> **TASK PROMPT**: Which lines of the material hold the word "pixel"? Copy each one.

------------

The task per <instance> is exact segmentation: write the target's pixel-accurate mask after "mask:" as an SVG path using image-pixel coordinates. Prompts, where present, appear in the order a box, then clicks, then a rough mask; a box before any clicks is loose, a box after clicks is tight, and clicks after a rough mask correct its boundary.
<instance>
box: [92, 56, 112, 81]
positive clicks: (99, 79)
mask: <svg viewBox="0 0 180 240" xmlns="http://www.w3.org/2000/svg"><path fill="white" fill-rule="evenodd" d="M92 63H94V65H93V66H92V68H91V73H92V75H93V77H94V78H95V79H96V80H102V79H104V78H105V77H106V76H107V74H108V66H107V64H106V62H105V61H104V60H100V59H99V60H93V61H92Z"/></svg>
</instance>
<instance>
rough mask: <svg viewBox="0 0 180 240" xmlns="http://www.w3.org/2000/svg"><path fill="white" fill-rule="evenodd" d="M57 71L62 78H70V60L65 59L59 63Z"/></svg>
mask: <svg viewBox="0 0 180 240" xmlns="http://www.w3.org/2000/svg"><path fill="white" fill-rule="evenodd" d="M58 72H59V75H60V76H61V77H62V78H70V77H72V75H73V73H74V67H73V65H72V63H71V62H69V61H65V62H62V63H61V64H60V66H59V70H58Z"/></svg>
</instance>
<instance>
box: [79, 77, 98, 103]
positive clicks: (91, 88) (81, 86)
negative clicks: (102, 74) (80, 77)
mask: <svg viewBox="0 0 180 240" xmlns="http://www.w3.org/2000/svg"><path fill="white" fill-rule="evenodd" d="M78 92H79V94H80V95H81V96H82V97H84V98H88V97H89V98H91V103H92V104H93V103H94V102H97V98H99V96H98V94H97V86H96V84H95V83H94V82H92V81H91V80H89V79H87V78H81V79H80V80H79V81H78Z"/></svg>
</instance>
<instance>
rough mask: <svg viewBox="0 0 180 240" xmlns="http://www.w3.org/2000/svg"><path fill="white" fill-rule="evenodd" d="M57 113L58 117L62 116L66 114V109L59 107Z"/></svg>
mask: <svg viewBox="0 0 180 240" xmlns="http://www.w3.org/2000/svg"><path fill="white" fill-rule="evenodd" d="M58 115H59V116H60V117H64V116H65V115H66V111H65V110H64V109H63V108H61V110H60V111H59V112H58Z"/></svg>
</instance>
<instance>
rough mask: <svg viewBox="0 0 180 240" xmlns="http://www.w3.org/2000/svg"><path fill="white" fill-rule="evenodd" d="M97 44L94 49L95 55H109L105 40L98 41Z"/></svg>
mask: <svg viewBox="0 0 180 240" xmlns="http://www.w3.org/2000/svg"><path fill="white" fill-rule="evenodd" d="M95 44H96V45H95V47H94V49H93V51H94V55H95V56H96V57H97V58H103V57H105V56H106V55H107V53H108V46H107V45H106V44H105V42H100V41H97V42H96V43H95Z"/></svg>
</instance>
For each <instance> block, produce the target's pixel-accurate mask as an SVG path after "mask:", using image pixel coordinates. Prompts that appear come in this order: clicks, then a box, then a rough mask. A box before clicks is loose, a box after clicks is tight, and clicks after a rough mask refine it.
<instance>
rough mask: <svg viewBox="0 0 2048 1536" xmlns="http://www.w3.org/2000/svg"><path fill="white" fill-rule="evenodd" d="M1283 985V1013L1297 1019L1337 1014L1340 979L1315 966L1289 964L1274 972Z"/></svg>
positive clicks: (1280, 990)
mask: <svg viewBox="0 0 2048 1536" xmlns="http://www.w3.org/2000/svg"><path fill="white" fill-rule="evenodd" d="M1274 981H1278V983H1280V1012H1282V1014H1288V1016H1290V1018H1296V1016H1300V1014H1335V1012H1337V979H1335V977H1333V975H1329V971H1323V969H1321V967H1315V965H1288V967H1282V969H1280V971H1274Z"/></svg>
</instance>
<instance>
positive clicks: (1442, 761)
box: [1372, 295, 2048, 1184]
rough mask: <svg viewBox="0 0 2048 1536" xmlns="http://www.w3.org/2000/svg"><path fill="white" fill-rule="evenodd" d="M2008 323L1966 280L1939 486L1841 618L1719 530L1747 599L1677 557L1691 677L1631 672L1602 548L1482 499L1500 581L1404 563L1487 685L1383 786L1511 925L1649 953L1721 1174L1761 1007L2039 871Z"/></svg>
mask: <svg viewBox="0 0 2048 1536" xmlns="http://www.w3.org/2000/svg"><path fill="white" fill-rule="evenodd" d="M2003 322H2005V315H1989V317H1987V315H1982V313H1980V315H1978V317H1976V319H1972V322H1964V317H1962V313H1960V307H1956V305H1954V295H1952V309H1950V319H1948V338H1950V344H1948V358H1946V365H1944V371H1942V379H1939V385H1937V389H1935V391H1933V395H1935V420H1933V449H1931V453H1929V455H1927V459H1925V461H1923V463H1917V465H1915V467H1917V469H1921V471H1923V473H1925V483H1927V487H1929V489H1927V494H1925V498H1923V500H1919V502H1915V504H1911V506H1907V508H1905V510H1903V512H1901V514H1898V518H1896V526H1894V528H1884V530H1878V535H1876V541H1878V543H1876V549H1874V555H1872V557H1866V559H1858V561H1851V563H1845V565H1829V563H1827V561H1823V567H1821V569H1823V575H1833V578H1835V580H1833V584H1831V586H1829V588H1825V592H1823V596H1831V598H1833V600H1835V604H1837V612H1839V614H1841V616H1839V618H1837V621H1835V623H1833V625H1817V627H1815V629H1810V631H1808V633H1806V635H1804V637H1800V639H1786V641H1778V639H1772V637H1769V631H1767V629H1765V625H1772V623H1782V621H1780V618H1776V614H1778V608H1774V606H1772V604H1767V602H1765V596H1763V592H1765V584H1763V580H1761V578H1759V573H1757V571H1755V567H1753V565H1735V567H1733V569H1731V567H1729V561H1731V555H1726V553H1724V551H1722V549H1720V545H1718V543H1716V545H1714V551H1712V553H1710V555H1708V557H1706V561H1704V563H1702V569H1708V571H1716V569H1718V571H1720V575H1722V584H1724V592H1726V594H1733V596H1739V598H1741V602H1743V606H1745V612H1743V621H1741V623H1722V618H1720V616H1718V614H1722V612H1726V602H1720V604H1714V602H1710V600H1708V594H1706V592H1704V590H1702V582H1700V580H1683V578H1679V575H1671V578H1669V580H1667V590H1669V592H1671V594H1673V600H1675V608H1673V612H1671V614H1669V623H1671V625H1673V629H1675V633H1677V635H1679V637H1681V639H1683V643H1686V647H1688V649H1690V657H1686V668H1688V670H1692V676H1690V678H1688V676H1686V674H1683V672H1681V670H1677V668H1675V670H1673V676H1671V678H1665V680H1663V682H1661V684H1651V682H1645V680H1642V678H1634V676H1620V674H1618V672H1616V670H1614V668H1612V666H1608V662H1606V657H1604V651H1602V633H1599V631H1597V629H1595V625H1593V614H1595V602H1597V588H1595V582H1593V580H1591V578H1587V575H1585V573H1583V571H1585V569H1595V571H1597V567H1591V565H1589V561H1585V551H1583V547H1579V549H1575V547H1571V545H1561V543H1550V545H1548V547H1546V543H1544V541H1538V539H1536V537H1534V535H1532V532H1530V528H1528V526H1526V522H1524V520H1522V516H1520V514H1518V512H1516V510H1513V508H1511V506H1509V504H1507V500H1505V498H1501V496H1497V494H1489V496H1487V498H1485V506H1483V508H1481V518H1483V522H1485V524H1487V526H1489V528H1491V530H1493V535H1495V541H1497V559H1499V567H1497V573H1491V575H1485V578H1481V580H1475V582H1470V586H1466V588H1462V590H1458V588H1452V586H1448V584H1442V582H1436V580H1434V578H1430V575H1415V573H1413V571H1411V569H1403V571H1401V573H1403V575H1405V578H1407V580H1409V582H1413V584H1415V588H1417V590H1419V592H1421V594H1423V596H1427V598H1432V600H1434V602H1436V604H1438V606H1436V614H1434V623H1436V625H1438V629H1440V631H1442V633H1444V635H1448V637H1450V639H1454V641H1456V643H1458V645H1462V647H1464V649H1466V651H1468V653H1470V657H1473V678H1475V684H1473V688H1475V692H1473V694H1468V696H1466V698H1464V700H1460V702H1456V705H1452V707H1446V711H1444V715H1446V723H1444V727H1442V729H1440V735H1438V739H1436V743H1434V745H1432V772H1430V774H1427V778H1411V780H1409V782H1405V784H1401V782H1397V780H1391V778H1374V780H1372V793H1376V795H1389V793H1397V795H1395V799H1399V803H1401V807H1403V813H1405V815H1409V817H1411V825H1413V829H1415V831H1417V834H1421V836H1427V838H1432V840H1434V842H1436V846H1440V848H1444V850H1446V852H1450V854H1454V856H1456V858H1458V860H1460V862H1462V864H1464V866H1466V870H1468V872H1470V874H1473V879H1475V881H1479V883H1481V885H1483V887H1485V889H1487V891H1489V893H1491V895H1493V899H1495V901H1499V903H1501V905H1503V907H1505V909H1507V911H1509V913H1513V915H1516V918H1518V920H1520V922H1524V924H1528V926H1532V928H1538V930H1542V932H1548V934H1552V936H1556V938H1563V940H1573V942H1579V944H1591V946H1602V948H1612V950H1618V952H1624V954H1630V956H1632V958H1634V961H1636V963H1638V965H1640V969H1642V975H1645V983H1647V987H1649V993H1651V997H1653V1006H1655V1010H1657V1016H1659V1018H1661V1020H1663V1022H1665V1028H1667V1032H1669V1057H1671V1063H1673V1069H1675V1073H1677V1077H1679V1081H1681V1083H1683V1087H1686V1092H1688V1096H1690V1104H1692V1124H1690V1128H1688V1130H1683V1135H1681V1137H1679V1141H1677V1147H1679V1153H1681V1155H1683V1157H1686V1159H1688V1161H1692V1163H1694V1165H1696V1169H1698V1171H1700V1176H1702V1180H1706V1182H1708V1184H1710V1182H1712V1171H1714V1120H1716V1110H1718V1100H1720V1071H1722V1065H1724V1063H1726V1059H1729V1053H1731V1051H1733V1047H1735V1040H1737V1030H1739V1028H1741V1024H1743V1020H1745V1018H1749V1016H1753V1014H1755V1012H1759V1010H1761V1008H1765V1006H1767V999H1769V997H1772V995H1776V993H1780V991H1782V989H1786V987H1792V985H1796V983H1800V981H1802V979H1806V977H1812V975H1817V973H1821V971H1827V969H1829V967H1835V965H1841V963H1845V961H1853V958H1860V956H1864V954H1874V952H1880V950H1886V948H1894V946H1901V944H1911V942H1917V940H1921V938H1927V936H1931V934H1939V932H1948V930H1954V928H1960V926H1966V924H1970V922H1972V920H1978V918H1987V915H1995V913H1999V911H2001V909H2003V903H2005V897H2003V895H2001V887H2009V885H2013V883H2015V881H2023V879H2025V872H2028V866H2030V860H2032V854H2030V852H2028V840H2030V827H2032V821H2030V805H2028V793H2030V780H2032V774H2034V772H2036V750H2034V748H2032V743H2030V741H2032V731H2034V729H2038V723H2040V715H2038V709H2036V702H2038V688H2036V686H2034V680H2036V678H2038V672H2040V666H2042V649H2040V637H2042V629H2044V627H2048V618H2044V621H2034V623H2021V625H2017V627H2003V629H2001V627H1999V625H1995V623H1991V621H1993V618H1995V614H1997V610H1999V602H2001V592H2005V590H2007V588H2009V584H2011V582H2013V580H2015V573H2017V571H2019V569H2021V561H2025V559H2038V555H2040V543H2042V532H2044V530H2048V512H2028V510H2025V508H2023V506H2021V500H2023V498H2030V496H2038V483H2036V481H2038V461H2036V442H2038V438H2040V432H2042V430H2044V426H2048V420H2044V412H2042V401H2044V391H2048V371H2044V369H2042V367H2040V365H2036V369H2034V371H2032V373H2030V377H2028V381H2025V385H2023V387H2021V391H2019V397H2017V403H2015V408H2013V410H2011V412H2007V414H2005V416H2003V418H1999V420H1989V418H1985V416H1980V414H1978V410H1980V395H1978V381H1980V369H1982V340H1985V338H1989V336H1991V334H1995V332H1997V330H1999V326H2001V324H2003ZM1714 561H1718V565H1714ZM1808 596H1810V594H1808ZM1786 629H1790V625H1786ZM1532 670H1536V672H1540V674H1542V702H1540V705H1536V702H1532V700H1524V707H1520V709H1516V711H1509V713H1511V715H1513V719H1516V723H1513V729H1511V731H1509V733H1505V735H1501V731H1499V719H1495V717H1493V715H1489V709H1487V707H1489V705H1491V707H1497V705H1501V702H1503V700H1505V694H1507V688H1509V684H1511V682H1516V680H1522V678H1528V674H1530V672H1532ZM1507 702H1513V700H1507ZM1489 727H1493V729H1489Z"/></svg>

------------

> **TASK ANSWER**:
The task per <instance> is exact segmentation: write the target's pixel-accurate mask after "mask:" as an SVG path using image-pixel coordinates. Prompts, where present, appear in the order a box, then clicks, then a rough mask; a box before any clicks is loose, a box after clicks is tight, and clicks after a rough mask correct its boundary.
For each <instance> block, produce the target's pixel-accurate mask as an SVG path after "mask:", using image pixel coordinates. Prompts that appear come in this order: clicks, then a box, then a rough mask. A box before clicks is loose, a box after clicks is tight, and clicks after a rough mask refine it.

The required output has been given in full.